TASK: Below are the records; collect from them each line containing the string "group".

SOURCE INFORMATION START

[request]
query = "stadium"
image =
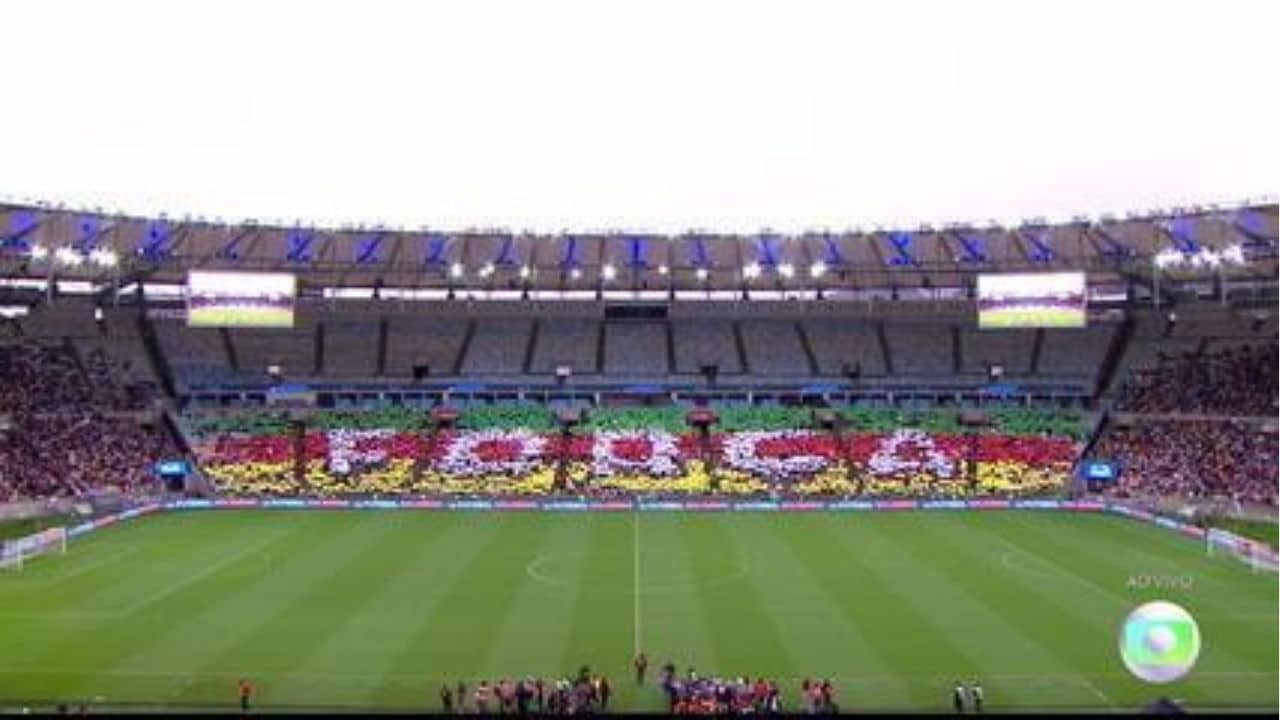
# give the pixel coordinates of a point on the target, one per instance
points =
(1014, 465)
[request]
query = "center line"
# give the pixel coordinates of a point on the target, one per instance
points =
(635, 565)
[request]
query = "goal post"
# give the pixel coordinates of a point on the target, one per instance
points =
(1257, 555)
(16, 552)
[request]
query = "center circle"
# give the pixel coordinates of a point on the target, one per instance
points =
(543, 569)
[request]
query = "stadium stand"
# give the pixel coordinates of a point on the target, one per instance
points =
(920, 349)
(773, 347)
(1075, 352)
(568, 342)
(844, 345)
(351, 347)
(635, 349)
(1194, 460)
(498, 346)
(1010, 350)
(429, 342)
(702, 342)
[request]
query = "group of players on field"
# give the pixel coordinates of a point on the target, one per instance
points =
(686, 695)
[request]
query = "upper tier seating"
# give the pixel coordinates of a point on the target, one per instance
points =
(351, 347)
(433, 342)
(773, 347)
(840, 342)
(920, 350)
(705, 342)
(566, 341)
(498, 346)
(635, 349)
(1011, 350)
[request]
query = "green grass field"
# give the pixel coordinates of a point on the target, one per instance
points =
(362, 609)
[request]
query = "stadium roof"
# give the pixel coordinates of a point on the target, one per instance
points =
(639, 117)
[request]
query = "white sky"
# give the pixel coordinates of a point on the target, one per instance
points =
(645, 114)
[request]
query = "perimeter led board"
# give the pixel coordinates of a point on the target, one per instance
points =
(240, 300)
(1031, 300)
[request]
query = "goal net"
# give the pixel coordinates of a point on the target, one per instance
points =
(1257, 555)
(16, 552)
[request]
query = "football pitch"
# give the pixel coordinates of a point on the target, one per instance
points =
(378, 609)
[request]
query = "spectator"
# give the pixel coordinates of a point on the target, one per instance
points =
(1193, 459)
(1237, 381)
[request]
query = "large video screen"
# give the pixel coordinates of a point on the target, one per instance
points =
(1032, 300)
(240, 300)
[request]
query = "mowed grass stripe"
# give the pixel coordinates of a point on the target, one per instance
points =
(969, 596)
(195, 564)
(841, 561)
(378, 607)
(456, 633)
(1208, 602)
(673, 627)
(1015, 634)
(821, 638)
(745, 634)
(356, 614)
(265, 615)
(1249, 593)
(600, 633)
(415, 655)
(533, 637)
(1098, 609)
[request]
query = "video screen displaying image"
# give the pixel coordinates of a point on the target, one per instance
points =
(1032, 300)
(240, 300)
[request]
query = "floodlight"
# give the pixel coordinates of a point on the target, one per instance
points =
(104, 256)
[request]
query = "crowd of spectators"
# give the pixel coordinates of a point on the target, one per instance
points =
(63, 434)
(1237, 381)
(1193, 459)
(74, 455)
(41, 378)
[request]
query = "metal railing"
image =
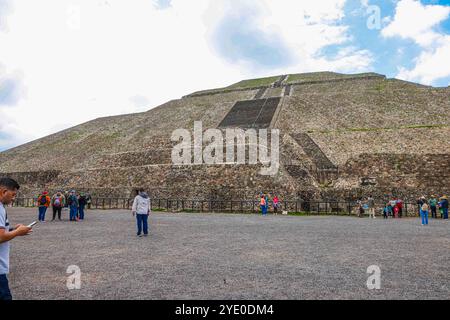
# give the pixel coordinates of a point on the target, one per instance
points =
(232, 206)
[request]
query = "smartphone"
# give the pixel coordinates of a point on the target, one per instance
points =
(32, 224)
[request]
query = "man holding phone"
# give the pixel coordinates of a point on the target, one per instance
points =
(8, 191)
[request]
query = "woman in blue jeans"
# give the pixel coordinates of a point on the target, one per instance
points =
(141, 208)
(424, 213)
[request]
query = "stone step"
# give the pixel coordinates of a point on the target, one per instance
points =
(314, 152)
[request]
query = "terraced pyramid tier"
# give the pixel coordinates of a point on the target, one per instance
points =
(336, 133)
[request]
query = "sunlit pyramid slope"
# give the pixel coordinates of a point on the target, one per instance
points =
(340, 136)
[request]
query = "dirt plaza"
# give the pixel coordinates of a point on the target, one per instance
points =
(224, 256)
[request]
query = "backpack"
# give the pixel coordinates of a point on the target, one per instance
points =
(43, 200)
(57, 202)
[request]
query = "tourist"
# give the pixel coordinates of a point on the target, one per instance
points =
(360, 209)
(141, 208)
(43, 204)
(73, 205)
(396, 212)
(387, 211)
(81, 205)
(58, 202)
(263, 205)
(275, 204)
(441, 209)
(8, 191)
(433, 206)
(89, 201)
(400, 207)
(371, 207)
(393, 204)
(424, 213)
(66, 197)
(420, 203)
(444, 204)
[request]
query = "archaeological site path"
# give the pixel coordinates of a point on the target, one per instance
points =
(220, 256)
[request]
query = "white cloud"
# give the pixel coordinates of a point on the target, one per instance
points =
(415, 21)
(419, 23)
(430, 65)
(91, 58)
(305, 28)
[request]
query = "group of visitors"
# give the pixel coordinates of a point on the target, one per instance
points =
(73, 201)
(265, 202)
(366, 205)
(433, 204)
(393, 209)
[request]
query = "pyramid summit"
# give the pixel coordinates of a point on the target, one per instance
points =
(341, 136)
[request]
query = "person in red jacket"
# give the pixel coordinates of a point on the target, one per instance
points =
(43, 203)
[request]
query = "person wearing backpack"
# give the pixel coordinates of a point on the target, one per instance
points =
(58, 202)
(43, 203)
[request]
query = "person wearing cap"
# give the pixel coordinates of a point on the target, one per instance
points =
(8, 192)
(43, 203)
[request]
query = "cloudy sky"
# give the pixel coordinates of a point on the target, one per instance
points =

SOURCE INFORMATION END

OUTPUT:
query = "group of players on field"
query = "group of visitors"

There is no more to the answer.